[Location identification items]
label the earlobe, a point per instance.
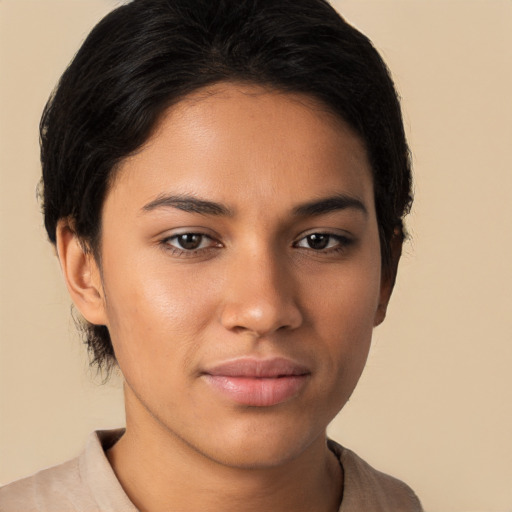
(389, 276)
(81, 274)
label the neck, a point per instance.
(161, 472)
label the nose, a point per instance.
(260, 296)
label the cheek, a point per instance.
(155, 318)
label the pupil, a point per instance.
(189, 241)
(317, 241)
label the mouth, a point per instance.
(256, 382)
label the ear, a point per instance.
(389, 276)
(81, 273)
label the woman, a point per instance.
(225, 184)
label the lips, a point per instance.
(256, 382)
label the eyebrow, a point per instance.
(187, 203)
(192, 204)
(328, 205)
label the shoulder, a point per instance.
(84, 484)
(60, 485)
(366, 488)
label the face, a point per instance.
(241, 273)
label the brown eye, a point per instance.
(189, 241)
(318, 241)
(324, 242)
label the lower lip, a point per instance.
(257, 392)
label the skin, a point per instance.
(254, 287)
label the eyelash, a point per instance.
(342, 243)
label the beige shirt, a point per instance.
(88, 484)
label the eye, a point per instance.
(190, 241)
(323, 241)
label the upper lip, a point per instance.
(258, 368)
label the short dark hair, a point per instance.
(147, 55)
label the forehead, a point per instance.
(246, 143)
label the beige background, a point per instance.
(434, 406)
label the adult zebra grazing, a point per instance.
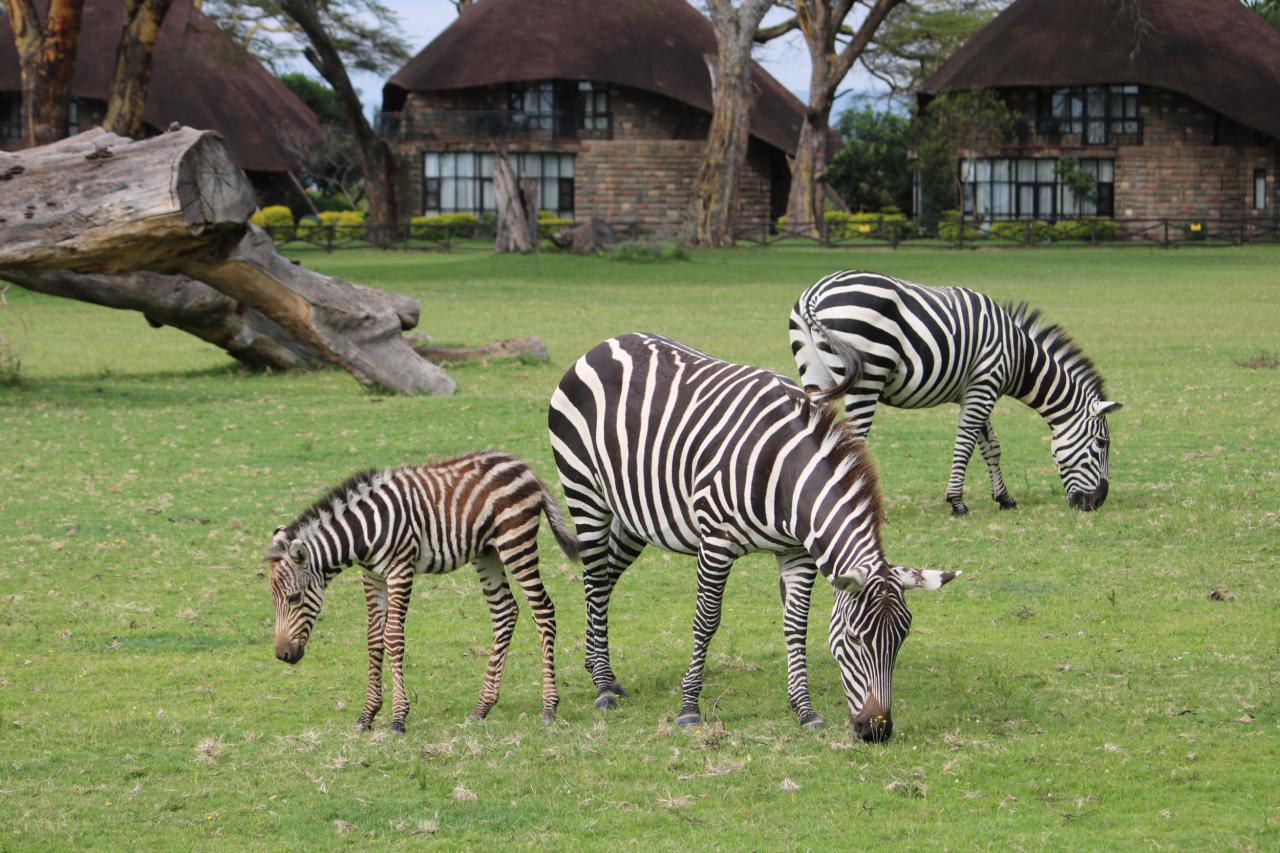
(920, 346)
(430, 519)
(658, 443)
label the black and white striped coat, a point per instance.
(658, 443)
(429, 519)
(920, 346)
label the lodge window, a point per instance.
(462, 181)
(1028, 188)
(10, 115)
(1096, 114)
(536, 103)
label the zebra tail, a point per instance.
(565, 537)
(848, 355)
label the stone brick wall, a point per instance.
(644, 173)
(1192, 163)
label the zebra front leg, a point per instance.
(974, 414)
(796, 573)
(375, 601)
(713, 565)
(599, 582)
(400, 587)
(525, 571)
(990, 447)
(503, 615)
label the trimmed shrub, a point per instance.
(1015, 231)
(273, 217)
(460, 224)
(1086, 229)
(949, 227)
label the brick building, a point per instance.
(1173, 104)
(604, 103)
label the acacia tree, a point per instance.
(822, 22)
(333, 35)
(721, 170)
(46, 56)
(133, 55)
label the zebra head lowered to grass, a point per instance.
(918, 346)
(658, 443)
(429, 519)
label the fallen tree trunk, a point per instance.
(531, 349)
(182, 302)
(177, 204)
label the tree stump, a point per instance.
(517, 208)
(176, 204)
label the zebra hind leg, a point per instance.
(520, 556)
(991, 455)
(503, 614)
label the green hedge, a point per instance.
(273, 217)
(949, 227)
(1015, 231)
(437, 227)
(1091, 228)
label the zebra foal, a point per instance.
(920, 346)
(658, 443)
(428, 519)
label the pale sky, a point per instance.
(786, 58)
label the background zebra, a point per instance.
(480, 507)
(664, 445)
(920, 346)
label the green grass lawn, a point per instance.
(1077, 688)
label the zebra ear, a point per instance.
(923, 578)
(849, 582)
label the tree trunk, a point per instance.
(376, 156)
(517, 208)
(133, 55)
(821, 21)
(184, 304)
(177, 204)
(46, 56)
(732, 94)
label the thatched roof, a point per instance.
(200, 78)
(652, 45)
(1216, 51)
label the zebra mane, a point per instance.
(845, 450)
(1057, 345)
(337, 496)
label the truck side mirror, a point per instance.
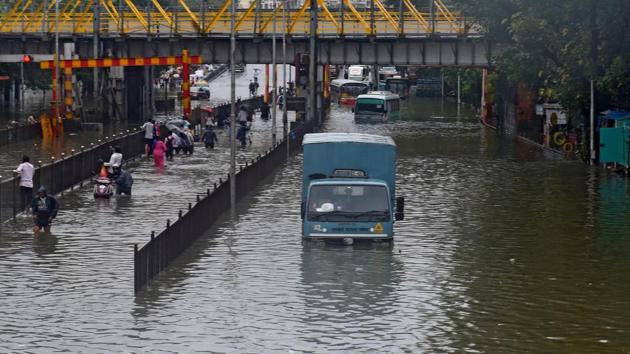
(400, 209)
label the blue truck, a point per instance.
(348, 189)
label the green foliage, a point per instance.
(33, 77)
(560, 45)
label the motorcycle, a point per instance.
(103, 185)
(242, 136)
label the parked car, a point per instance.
(199, 92)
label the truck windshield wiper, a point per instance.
(371, 213)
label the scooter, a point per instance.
(103, 185)
(241, 135)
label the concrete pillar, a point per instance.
(375, 76)
(146, 94)
(459, 88)
(313, 63)
(134, 88)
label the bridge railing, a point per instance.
(162, 249)
(66, 171)
(334, 22)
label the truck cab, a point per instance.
(349, 187)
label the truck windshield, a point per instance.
(370, 106)
(354, 89)
(348, 203)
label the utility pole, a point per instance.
(56, 59)
(95, 48)
(274, 75)
(22, 86)
(312, 63)
(459, 87)
(285, 120)
(232, 111)
(592, 125)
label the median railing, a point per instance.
(67, 171)
(20, 133)
(162, 249)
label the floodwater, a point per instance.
(44, 150)
(503, 249)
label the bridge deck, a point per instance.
(330, 23)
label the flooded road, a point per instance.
(503, 249)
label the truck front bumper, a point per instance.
(353, 236)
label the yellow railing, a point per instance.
(28, 16)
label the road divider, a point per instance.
(200, 215)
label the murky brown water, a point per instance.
(503, 249)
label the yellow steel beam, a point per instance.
(138, 14)
(87, 17)
(264, 25)
(322, 4)
(69, 14)
(163, 12)
(247, 13)
(63, 16)
(10, 14)
(448, 15)
(358, 16)
(218, 15)
(111, 11)
(297, 16)
(417, 15)
(191, 14)
(36, 14)
(17, 16)
(387, 15)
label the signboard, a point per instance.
(297, 104)
(555, 115)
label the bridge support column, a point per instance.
(375, 77)
(266, 89)
(186, 84)
(68, 100)
(486, 105)
(135, 104)
(54, 95)
(459, 87)
(312, 67)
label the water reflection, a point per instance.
(45, 244)
(503, 249)
(347, 289)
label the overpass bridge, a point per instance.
(380, 34)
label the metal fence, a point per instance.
(162, 249)
(19, 133)
(60, 174)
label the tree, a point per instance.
(560, 44)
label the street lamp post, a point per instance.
(56, 83)
(285, 120)
(274, 78)
(232, 111)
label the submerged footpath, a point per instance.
(86, 258)
(42, 150)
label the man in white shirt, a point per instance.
(26, 171)
(115, 160)
(149, 135)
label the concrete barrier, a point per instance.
(162, 249)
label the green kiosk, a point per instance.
(614, 138)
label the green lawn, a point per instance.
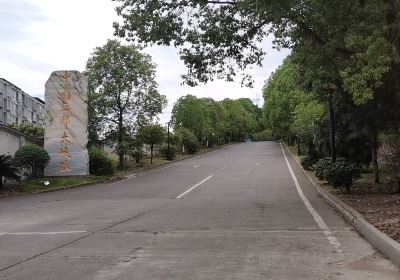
(38, 184)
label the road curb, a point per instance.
(386, 245)
(128, 175)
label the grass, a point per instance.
(38, 184)
(133, 167)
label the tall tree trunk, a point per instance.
(120, 141)
(151, 153)
(332, 127)
(298, 146)
(374, 148)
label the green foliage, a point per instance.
(189, 140)
(152, 134)
(342, 174)
(211, 120)
(168, 153)
(100, 163)
(32, 158)
(7, 169)
(123, 92)
(322, 165)
(307, 162)
(29, 129)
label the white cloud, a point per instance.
(41, 36)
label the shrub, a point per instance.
(32, 158)
(7, 169)
(323, 164)
(342, 173)
(168, 154)
(307, 162)
(29, 129)
(100, 163)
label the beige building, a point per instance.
(18, 107)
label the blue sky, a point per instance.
(41, 36)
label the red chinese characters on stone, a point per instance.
(65, 97)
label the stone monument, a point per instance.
(66, 133)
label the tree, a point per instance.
(361, 33)
(32, 158)
(152, 134)
(7, 169)
(189, 140)
(190, 112)
(123, 89)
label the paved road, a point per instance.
(232, 214)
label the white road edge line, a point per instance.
(318, 219)
(200, 183)
(42, 233)
(195, 186)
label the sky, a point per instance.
(38, 37)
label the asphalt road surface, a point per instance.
(237, 213)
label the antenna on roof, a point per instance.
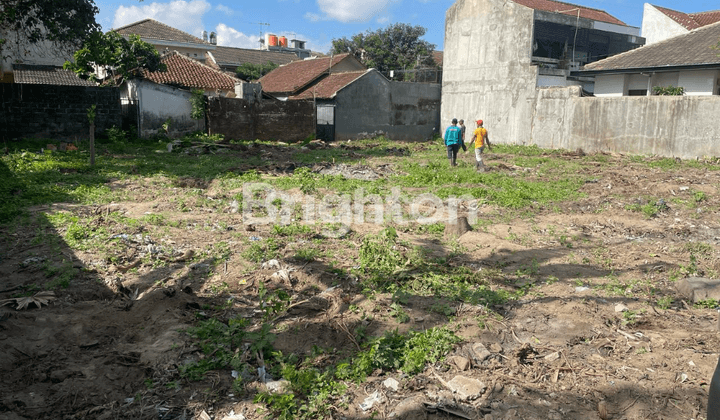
(261, 31)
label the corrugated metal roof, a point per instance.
(47, 75)
(151, 28)
(571, 10)
(691, 49)
(330, 85)
(239, 56)
(691, 21)
(293, 76)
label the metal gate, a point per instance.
(129, 112)
(325, 126)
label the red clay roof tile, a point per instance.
(706, 18)
(328, 87)
(292, 77)
(186, 72)
(691, 21)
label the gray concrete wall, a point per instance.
(401, 110)
(675, 126)
(487, 72)
(157, 103)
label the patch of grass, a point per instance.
(664, 302)
(706, 304)
(294, 229)
(306, 254)
(262, 250)
(409, 353)
(218, 340)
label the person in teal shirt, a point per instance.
(452, 141)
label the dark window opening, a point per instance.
(637, 92)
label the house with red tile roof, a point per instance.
(661, 23)
(292, 78)
(187, 73)
(165, 38)
(689, 61)
(159, 97)
(498, 54)
(353, 102)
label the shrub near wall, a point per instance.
(58, 112)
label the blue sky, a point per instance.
(240, 23)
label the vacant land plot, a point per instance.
(256, 280)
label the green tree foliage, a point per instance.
(396, 47)
(249, 71)
(115, 55)
(53, 20)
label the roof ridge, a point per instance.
(702, 13)
(658, 44)
(131, 24)
(194, 61)
(584, 7)
(201, 41)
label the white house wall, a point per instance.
(699, 82)
(657, 26)
(665, 79)
(607, 85)
(157, 103)
(638, 82)
(487, 70)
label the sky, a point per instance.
(318, 22)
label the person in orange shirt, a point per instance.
(480, 140)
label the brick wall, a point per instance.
(57, 112)
(239, 119)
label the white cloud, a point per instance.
(222, 8)
(313, 17)
(183, 15)
(230, 37)
(351, 10)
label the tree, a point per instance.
(397, 47)
(112, 54)
(249, 71)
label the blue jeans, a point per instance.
(452, 151)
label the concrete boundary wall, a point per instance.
(687, 127)
(267, 119)
(57, 112)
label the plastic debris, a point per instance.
(370, 401)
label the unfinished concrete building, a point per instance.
(498, 53)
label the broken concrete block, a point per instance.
(466, 388)
(458, 227)
(462, 363)
(391, 383)
(479, 352)
(699, 288)
(621, 308)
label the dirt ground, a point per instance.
(111, 344)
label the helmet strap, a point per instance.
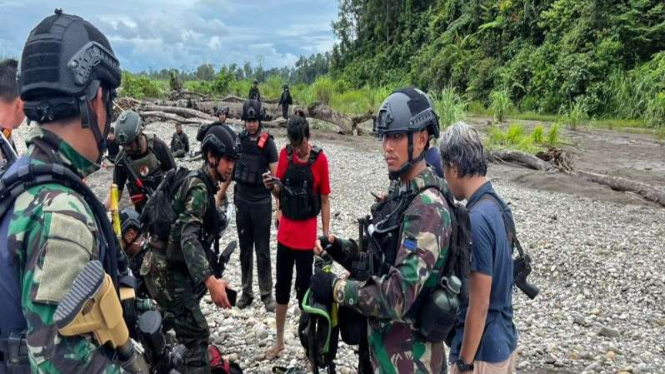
(89, 120)
(394, 175)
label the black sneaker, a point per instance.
(269, 303)
(245, 301)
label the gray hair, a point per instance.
(460, 146)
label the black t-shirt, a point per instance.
(257, 194)
(164, 156)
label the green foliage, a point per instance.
(500, 105)
(323, 89)
(223, 80)
(605, 55)
(514, 137)
(538, 134)
(574, 116)
(553, 134)
(139, 87)
(449, 106)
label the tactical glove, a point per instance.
(322, 287)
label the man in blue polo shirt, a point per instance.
(485, 336)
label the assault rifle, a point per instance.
(145, 191)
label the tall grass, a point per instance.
(449, 106)
(553, 134)
(500, 105)
(323, 89)
(538, 134)
(574, 116)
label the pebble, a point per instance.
(579, 303)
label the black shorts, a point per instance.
(286, 258)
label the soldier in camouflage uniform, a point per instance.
(49, 232)
(135, 246)
(179, 271)
(11, 111)
(144, 157)
(417, 223)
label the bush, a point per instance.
(139, 87)
(538, 134)
(553, 135)
(513, 138)
(575, 115)
(323, 89)
(500, 105)
(449, 106)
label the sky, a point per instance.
(184, 34)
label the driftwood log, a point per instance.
(205, 110)
(521, 158)
(644, 190)
(561, 161)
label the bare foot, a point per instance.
(274, 352)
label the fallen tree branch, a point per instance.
(183, 112)
(624, 185)
(519, 157)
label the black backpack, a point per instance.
(459, 251)
(158, 215)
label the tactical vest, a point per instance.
(7, 153)
(298, 199)
(147, 168)
(253, 161)
(211, 222)
(20, 177)
(381, 237)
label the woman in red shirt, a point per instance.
(302, 187)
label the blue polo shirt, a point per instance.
(490, 255)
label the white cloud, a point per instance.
(184, 33)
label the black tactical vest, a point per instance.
(252, 162)
(298, 199)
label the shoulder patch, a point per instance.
(410, 244)
(69, 245)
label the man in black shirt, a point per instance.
(11, 110)
(284, 101)
(179, 142)
(254, 93)
(258, 154)
(112, 146)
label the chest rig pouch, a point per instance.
(298, 199)
(252, 162)
(148, 168)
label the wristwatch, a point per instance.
(462, 366)
(338, 291)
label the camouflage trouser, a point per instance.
(174, 292)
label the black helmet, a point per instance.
(128, 126)
(407, 111)
(221, 141)
(251, 110)
(129, 219)
(65, 60)
(222, 110)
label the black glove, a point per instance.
(337, 251)
(322, 287)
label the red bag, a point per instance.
(220, 365)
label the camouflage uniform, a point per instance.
(395, 344)
(52, 236)
(176, 273)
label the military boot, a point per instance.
(245, 301)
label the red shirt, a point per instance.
(301, 235)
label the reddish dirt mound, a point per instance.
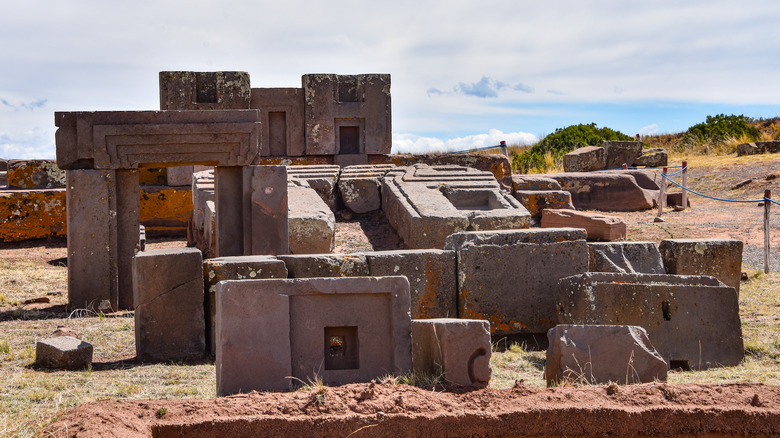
(405, 411)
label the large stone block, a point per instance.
(720, 258)
(189, 90)
(347, 114)
(343, 330)
(326, 265)
(63, 352)
(511, 277)
(625, 257)
(360, 187)
(32, 214)
(35, 174)
(619, 153)
(168, 293)
(585, 159)
(132, 139)
(693, 321)
(431, 274)
(426, 204)
(234, 268)
(610, 191)
(458, 349)
(312, 225)
(598, 226)
(594, 354)
(281, 113)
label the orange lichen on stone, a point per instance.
(165, 209)
(32, 214)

■ Work to complete
Output the span from the line with "label the bush, a point per instance." through the last line of the data, inclusive and exact, and omit every picture.

■ Output for this exercise
label the bush, a point per instance.
(139, 87)
(538, 134)
(553, 135)
(513, 138)
(575, 115)
(323, 89)
(500, 105)
(449, 106)
label the sky, a point per instance.
(184, 34)
label the driftwood log, a point per instance.
(205, 110)
(521, 158)
(644, 190)
(561, 161)
label the bare foot, a point per instance.
(274, 352)
label the fallen tree branch, a point per instance.
(183, 112)
(624, 185)
(519, 157)
label the black backpack, a point per instance.
(459, 251)
(158, 215)
label the tactical vest, a point per instance.
(7, 153)
(298, 199)
(147, 168)
(253, 161)
(211, 222)
(20, 177)
(381, 237)
label the woman in red shirt, a point per instance.
(302, 187)
label the blue polo shirt, a point per instance.
(490, 255)
label the white cloud, a point per instance.
(184, 33)
label the black tactical vest, a point per instance.
(252, 162)
(298, 199)
label the shoulder patch, a point per instance.
(410, 244)
(69, 245)
label the man in black shirt, a point per instance.
(11, 110)
(284, 101)
(179, 142)
(254, 93)
(258, 154)
(112, 146)
label the chest rig pouch, a point per instance.
(298, 199)
(252, 162)
(148, 168)
label the wristwatch, a point per instance.
(462, 366)
(338, 291)
label the camouflage trouser, a point per instance.
(174, 292)
label the black helmet, a point per instance.
(128, 126)
(407, 111)
(221, 141)
(251, 110)
(129, 219)
(65, 60)
(222, 110)
label the black glove, a point per instance.
(337, 251)
(322, 287)
label the red bag, a point per instance.
(220, 365)
label the camouflage uniform, a point per instance.
(395, 344)
(52, 236)
(176, 273)
label the military boot, a point per instance.
(245, 301)
label the red shirt, a point per instance.
(301, 235)
label the reddish dirt mound, a point per instance.
(405, 411)
label the large stone block, a point per instance.
(720, 258)
(189, 90)
(347, 114)
(343, 330)
(326, 265)
(63, 352)
(511, 277)
(625, 257)
(360, 187)
(32, 214)
(35, 174)
(619, 153)
(168, 293)
(585, 159)
(132, 139)
(693, 321)
(431, 274)
(426, 204)
(234, 268)
(610, 191)
(458, 349)
(312, 225)
(598, 226)
(594, 354)
(281, 113)
label the orange lichen on stone, a point per instance.
(165, 209)
(32, 214)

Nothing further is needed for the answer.